How to complete this task: In the article on rising heat deaths in the United Kingdom, which think tank recommends revising labor law regulations?

____ Given text

NewsUK's rising death toll. New rules may allow work to be called off at 86°F amid the climate crisis

UK's rising death toll. New rules may allow work to be called off at 86°F amid the climate crisis

Heatwave in the United Kingdom
Heatwave in the United Kingdom
Images source: © Getty Images | SOPA Images

6:16 AM EST, January 16, 2024

The Fabian Society, a think tank, recommends revising labor law regulations. They propose that employers and property owners should be responsible for protecting employees from overheating.

The alarming data reveals a growing number of people are dying due to excessive heat in the United Kingdom. The death toll last year reached 4,500, indicating the highest record in history. Between the years 1988 to 2022, almost 52,000 deaths related to overheating were recorded in England, with a third of the total occurring since 2016.

Guided by the advice of experts from several institutions, among them the National Infrastructure Commission, London School of Economics, and Oxford University, the Fabian Society has drawn up a plan to prevent illness and deaths associated with the rising extreme heat predicted to occur in the United Kingdom due to climate change.

The plan suggests introducing a specific act on maximum working temperature indoors, allowing employees to leave work if the workplace temperature exceeds 86 degrees Fahrenheit, or 80.6 degrees Fahrenheit, in instances of strenuous work.

Research has found that "low-paid workers often lack sufficient access to water, cannot escape high temperatures, and must wear uniforms or personal protective equipment designed for lower temperatures". Those most exposed to excessive heat include people working in hospitality and manual labor and employees in educational institutions or offices, especially those in areas with large windows and poor ventilation.

Distressing data from the Isles: Britons dying from overheating

The responsibility for preventing homes from overheating stands with landlords. An additional note is that there should be protection available for homeless people. If a weather alert is issued, city councils should activate an emergency protocol, providing temporary accommodation for at least three nights for the homeless.

________
____ Extracted information

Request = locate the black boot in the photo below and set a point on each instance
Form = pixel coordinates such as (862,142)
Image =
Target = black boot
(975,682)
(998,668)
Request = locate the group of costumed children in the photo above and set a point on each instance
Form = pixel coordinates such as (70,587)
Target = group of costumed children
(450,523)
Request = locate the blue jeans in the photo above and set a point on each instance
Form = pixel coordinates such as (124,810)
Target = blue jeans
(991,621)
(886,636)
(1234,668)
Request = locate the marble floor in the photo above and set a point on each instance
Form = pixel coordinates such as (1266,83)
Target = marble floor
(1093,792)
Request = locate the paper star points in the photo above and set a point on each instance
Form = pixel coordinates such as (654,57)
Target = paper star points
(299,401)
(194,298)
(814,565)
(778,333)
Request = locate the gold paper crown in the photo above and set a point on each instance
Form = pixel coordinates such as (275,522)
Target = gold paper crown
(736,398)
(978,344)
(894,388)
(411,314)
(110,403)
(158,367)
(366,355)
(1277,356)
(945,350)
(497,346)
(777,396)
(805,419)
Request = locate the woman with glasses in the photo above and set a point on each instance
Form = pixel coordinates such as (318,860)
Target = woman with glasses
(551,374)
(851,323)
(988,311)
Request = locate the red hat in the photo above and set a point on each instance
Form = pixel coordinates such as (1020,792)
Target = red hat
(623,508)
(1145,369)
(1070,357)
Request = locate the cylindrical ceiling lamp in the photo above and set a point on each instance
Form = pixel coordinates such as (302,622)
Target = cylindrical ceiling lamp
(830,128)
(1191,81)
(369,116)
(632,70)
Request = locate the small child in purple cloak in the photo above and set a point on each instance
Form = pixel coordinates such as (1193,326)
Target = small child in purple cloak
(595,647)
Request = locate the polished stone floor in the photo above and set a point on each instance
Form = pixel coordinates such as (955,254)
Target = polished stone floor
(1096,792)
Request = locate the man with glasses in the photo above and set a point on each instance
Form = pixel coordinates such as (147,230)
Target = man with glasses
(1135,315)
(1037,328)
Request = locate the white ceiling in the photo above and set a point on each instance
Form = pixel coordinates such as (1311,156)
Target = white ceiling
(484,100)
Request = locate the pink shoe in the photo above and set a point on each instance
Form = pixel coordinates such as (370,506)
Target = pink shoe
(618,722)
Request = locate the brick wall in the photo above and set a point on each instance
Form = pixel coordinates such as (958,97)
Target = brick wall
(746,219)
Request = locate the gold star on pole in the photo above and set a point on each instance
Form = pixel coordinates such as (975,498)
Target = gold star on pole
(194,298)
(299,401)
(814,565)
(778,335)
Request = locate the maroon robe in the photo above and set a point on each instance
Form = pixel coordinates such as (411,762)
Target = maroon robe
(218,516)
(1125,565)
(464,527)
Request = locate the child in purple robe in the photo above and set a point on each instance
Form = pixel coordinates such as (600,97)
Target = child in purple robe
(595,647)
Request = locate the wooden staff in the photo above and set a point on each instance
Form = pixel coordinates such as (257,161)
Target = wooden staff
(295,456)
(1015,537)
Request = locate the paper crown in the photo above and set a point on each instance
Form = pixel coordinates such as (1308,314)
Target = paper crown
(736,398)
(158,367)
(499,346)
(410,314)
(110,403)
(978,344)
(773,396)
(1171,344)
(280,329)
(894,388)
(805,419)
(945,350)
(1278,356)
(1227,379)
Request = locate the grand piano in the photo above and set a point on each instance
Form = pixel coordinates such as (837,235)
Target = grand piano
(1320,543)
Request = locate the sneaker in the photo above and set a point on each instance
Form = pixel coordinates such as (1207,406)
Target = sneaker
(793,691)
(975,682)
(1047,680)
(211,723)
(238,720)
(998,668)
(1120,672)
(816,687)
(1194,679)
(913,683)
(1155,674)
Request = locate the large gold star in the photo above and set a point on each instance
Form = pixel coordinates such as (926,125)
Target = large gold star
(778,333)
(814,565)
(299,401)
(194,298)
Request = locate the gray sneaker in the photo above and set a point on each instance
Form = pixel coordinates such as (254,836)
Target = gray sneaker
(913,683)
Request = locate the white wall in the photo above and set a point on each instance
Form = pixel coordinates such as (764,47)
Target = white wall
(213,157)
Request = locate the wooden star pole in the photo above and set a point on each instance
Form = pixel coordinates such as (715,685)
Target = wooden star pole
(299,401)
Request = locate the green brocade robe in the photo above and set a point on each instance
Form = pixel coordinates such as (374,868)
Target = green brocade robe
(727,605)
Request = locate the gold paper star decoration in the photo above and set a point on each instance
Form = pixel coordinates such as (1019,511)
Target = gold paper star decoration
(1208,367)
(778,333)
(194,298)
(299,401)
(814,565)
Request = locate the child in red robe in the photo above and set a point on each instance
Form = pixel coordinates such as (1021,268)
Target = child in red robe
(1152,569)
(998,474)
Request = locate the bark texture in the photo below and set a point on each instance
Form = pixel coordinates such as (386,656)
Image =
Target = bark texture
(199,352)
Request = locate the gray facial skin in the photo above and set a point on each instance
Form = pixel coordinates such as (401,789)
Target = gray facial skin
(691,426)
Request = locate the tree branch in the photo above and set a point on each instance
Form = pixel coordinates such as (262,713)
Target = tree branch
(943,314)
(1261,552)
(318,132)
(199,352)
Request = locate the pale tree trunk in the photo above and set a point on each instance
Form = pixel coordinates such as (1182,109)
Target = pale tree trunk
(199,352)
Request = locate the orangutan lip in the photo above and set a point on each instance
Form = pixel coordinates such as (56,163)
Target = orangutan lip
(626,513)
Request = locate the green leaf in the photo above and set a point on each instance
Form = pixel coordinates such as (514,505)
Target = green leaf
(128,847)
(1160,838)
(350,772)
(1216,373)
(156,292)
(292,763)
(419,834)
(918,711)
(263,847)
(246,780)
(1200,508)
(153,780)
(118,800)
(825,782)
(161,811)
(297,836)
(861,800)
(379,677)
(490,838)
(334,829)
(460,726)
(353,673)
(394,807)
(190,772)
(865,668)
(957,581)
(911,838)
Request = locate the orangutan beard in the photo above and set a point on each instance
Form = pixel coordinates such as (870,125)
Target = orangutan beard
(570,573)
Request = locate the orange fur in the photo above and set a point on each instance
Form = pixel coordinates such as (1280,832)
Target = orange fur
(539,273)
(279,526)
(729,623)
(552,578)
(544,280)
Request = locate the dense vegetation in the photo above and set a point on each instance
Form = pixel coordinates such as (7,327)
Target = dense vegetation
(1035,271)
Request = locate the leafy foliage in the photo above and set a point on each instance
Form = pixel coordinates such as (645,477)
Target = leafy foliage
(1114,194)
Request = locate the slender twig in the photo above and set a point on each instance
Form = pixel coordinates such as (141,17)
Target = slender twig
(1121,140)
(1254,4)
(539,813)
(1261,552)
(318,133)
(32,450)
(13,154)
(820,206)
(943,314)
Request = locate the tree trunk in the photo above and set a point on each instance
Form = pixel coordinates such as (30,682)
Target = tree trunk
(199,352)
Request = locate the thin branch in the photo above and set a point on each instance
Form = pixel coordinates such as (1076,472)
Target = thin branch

________

Answer for this exercise: The Fabian Society